_Dataset_.

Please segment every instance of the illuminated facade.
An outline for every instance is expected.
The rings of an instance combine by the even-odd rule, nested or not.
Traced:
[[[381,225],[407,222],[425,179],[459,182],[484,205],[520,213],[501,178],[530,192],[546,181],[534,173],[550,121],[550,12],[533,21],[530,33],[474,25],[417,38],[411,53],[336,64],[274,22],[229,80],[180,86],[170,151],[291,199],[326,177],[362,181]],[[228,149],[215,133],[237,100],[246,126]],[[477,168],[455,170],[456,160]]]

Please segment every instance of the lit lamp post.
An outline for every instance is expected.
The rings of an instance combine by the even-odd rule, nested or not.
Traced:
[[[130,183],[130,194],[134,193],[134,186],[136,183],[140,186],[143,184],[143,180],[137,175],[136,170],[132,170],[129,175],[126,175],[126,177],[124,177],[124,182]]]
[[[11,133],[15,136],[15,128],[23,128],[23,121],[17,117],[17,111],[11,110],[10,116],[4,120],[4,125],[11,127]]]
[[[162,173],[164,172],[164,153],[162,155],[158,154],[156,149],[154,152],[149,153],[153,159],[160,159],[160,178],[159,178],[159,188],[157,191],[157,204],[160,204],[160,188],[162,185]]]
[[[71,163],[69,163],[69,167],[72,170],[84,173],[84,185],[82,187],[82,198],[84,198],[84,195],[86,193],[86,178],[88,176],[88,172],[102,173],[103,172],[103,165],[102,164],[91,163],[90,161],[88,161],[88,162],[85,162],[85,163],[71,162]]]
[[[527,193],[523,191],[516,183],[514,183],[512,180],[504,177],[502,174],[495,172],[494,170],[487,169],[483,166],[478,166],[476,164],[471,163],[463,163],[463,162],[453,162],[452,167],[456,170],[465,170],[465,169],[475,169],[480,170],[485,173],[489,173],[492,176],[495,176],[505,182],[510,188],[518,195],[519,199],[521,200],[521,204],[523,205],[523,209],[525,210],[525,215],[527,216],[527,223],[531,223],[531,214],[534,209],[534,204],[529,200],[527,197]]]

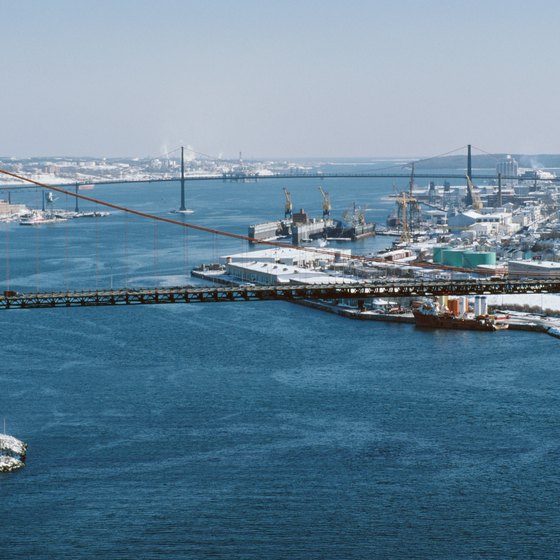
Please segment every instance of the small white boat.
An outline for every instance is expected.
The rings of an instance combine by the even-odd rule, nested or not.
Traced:
[[[171,210],[171,214],[194,214],[194,210],[185,208],[184,210]]]
[[[41,226],[44,224],[56,224],[58,222],[65,222],[66,218],[54,216],[51,214],[44,214],[34,210],[31,214],[22,216],[19,220],[20,226]]]

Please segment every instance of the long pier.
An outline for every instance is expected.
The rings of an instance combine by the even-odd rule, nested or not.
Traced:
[[[560,293],[560,278],[547,280],[456,280],[284,284],[271,286],[179,286],[66,292],[4,292],[0,309],[52,309],[110,305],[364,299],[482,294]]]

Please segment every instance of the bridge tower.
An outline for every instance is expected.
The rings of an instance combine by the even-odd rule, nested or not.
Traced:
[[[185,148],[181,146],[181,207],[179,210],[184,212],[185,206]]]
[[[414,197],[414,162],[411,164],[410,183],[408,186],[408,226],[410,228],[420,225],[420,203]]]

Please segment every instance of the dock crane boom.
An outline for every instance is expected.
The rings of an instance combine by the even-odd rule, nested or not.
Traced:
[[[468,175],[465,176],[467,178],[467,205],[472,206],[474,210],[480,210],[482,208],[480,195],[474,190],[471,178]]]
[[[292,195],[290,194],[290,191],[286,190],[286,187],[283,187],[283,190],[284,190],[284,197],[286,198],[286,203],[284,205],[284,218],[286,220],[289,220],[292,218],[293,215]]]
[[[408,221],[408,206],[411,203],[409,195],[403,191],[395,200],[399,207],[399,214],[401,218],[401,242],[408,243],[411,240],[410,224]]]
[[[319,186],[319,190],[323,196],[323,219],[328,220],[331,217],[331,199],[329,193],[325,192],[323,187]]]

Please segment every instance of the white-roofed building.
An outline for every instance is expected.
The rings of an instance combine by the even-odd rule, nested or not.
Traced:
[[[255,284],[289,284],[306,278],[328,277],[322,272],[275,262],[229,262],[226,274],[242,282]]]
[[[508,274],[519,277],[560,277],[560,263],[552,261],[509,261]]]
[[[294,249],[292,247],[271,247],[260,251],[247,251],[220,257],[223,264],[229,263],[281,263],[290,266],[316,266],[321,262],[334,262],[344,258],[350,258],[350,249],[322,249],[306,248]]]
[[[448,219],[449,230],[458,233],[471,230],[477,235],[510,235],[519,229],[509,212],[484,213],[466,210]]]

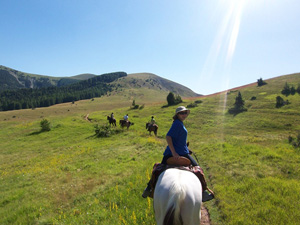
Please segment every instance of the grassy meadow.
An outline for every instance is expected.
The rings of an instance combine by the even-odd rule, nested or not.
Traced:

_What you are asked to do_. Read through the records above and copy the lines that contain "white".

_Task answer_.
Please segment every instance of the small white boat.
Please segment every instance of the white-roofed building.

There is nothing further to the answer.